## EXERCISE DESCRIPTION:
List every row below that contains the string "Target" with matching letter case.

## RECORDS SUPPLIED:
--------------------------------------------------

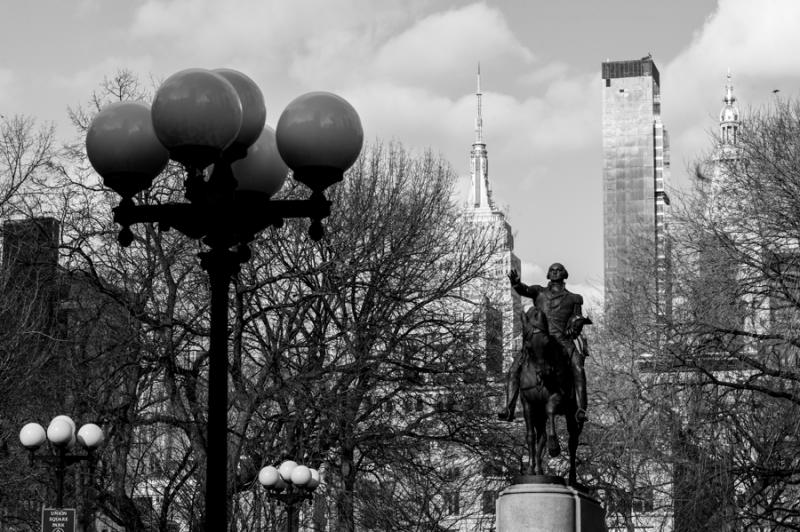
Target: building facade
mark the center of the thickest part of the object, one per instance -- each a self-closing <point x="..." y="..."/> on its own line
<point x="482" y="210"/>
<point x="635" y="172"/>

--------------------------------------------------

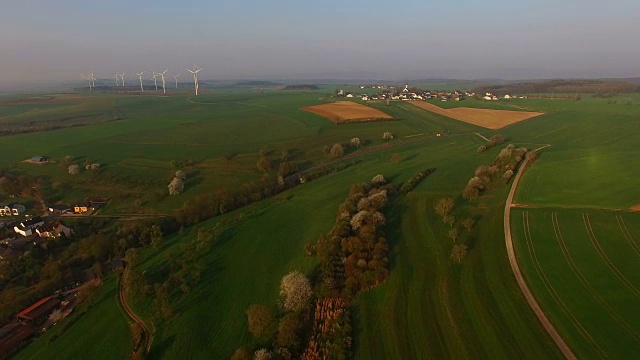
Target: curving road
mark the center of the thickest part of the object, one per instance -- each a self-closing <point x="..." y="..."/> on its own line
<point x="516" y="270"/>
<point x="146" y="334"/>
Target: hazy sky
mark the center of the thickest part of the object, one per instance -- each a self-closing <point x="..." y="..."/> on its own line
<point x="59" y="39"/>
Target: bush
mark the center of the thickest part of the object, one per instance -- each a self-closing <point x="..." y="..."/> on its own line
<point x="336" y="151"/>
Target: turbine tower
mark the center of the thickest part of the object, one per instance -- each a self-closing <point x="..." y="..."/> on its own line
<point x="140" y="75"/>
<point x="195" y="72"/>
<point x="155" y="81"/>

--------------------------------------------------

## RESULT:
Target: building facade
Target: curving road
Target: hazy sky
Target: bush
Target: turbine tower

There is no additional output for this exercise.